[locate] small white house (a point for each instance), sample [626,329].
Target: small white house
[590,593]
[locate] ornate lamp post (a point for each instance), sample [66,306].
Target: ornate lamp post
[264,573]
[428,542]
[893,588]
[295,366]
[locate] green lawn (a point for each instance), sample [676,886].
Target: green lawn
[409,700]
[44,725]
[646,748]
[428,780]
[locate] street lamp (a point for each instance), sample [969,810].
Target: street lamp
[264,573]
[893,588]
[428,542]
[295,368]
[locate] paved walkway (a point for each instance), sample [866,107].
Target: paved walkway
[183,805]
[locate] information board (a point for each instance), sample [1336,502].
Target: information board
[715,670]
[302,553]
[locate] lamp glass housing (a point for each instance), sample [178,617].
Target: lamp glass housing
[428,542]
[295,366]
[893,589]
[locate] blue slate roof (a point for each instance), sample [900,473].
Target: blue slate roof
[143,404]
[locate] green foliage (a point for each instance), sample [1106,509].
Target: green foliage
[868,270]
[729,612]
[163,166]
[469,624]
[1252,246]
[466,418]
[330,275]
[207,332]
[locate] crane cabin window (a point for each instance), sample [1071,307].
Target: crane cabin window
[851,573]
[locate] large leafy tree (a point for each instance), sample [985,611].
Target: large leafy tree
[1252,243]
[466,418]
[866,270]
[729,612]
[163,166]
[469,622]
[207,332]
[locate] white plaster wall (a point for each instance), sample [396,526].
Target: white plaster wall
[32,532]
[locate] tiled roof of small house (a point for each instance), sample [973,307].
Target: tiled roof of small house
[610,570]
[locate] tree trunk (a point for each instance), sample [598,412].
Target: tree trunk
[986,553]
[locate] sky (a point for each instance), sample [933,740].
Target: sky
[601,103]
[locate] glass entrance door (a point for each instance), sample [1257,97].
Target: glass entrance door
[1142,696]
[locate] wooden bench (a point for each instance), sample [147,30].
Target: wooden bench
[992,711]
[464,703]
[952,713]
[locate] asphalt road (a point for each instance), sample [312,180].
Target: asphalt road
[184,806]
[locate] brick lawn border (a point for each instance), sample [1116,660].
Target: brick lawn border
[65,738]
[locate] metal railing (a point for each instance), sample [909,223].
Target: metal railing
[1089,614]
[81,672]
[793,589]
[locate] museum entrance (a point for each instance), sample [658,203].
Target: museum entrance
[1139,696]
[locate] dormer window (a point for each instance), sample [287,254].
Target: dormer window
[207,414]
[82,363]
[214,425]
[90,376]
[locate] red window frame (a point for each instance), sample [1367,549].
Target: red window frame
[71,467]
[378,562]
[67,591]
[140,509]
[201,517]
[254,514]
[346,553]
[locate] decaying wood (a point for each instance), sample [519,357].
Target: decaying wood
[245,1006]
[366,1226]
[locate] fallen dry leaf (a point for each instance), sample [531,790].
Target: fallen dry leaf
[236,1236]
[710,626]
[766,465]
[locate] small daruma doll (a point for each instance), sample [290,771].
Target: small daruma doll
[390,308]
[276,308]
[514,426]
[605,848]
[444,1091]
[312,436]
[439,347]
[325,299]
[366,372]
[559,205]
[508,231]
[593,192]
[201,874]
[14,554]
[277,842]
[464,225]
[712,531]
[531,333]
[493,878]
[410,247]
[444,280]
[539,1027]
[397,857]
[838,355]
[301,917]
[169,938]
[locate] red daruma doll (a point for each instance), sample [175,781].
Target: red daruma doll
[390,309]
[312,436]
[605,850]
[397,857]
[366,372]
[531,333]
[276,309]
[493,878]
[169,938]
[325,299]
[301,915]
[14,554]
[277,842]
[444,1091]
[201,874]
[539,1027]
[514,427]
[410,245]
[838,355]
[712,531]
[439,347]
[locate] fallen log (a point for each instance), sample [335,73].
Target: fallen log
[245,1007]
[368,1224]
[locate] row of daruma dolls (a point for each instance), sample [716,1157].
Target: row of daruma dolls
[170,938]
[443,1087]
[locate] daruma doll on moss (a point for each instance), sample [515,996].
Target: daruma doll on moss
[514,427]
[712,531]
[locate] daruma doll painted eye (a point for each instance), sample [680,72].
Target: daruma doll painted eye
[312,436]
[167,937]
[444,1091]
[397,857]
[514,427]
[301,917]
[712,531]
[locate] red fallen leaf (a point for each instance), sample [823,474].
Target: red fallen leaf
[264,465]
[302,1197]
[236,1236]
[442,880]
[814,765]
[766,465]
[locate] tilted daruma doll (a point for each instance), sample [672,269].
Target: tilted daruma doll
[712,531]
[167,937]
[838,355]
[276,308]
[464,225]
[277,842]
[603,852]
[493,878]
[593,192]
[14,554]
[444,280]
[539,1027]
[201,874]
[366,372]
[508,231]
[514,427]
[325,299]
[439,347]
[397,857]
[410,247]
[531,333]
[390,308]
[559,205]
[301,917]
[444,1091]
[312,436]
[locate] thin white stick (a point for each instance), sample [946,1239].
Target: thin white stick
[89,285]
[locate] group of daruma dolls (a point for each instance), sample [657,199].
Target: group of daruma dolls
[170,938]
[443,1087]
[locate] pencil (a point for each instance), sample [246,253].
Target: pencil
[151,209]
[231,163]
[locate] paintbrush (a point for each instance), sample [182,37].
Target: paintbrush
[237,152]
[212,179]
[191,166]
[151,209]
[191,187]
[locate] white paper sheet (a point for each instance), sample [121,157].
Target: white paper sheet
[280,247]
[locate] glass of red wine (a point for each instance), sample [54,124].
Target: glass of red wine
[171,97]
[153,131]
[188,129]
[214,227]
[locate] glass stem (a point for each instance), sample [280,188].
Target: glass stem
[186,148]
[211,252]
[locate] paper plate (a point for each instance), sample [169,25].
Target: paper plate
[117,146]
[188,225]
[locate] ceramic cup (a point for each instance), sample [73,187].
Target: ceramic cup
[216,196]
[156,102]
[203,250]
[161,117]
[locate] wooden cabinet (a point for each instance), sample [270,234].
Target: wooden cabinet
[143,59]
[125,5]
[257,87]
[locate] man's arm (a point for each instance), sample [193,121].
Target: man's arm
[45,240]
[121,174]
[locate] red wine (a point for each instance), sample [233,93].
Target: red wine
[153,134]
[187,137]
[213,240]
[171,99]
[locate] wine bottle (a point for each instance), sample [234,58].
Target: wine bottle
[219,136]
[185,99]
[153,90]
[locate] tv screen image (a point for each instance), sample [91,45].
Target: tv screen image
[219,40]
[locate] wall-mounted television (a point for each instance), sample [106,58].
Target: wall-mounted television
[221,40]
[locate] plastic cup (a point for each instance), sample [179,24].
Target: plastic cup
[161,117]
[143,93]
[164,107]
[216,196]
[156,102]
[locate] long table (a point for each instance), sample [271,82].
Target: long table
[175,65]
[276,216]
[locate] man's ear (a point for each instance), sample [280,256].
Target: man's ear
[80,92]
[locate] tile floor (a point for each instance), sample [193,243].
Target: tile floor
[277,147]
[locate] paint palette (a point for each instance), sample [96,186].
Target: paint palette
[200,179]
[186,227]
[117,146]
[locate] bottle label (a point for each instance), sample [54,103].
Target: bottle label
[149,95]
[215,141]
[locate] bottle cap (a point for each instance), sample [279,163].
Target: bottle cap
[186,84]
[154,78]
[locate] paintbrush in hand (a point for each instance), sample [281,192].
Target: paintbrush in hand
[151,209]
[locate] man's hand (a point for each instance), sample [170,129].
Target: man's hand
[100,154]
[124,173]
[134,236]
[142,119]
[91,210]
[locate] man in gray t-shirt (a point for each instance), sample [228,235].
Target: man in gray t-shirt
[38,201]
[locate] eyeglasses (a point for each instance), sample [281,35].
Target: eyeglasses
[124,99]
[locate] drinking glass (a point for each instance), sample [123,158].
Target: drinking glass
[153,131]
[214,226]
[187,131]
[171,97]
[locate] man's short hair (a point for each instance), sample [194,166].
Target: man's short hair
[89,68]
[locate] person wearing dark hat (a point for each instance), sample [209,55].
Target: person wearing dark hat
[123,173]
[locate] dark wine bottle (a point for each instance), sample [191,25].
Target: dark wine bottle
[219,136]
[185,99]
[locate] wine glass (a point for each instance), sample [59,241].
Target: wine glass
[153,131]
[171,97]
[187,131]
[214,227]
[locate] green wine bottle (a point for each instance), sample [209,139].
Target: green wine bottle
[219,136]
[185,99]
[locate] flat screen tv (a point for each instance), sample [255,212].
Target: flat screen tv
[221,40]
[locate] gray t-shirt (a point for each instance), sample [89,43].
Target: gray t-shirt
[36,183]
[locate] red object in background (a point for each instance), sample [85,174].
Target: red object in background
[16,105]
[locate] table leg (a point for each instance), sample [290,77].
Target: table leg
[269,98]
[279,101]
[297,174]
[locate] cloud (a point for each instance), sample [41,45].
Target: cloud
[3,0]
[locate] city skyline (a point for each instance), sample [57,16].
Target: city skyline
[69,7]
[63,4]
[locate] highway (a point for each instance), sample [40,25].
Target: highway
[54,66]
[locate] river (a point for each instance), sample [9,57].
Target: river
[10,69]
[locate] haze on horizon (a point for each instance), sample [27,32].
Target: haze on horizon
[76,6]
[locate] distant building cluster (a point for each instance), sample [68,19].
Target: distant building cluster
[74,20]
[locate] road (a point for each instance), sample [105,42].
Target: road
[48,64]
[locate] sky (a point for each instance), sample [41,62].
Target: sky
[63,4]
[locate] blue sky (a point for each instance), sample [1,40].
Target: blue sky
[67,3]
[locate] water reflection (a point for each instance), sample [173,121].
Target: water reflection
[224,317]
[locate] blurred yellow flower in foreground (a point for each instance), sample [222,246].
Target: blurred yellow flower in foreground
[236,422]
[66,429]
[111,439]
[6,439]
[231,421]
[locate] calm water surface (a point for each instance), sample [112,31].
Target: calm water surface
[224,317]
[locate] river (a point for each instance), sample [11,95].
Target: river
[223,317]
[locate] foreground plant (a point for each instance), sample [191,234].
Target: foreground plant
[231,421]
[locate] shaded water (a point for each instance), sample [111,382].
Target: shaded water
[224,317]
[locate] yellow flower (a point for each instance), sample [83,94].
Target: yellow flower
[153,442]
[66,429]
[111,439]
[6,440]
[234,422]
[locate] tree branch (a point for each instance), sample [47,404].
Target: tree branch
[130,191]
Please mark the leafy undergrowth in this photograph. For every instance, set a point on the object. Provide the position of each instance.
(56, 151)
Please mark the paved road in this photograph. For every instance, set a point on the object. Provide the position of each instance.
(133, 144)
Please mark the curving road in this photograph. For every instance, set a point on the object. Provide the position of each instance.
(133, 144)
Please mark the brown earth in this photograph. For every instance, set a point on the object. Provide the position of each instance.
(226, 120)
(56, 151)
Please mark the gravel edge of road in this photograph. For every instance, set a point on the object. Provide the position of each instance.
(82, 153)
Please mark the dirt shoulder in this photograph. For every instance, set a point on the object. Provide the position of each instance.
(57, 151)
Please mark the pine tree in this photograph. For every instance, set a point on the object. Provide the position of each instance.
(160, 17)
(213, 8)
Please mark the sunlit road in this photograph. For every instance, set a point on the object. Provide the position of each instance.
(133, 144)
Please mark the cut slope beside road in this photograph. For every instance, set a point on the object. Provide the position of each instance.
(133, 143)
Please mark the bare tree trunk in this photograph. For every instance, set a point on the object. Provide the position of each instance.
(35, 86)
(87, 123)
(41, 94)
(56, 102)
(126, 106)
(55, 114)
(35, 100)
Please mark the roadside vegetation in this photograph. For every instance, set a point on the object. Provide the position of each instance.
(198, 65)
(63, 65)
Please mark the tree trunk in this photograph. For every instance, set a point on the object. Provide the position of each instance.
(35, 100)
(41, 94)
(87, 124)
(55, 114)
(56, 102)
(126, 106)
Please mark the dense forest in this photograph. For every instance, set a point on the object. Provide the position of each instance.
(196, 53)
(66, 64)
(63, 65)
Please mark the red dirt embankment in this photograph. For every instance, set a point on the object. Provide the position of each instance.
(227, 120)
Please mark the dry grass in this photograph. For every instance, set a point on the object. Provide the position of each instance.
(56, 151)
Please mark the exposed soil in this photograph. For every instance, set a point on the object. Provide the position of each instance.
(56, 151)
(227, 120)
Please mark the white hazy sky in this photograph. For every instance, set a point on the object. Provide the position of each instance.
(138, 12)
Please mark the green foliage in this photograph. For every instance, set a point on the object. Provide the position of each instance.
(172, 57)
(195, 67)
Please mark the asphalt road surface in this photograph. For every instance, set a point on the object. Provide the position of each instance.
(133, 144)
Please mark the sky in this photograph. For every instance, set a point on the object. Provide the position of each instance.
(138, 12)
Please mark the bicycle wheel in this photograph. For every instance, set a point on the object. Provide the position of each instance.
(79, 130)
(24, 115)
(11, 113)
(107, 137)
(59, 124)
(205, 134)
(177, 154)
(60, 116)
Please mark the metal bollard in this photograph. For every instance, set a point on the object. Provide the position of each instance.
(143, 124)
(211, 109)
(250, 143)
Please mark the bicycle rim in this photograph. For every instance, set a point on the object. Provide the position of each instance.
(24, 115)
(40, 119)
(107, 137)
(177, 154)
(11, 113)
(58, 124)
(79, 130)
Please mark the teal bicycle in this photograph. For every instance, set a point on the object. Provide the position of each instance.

__What to do__.
With both ends included, please retype exactly the lines from the line containing "Please mark the metal" to the final line of the data.

__Exercise response__.
Please mark the metal bollard in this photograph. For every instance, set a point on the object. Provide the position of each instance.
(143, 124)
(211, 109)
(250, 143)
Please mark the bicycle rim in this photograph. For every instance, set a point on the object. Provide the position of each instance.
(24, 115)
(40, 119)
(107, 137)
(177, 154)
(11, 113)
(58, 124)
(79, 130)
Please mark the teal bicycle in this photograph. For every instance, set a point on the object. Provide the position of each instance.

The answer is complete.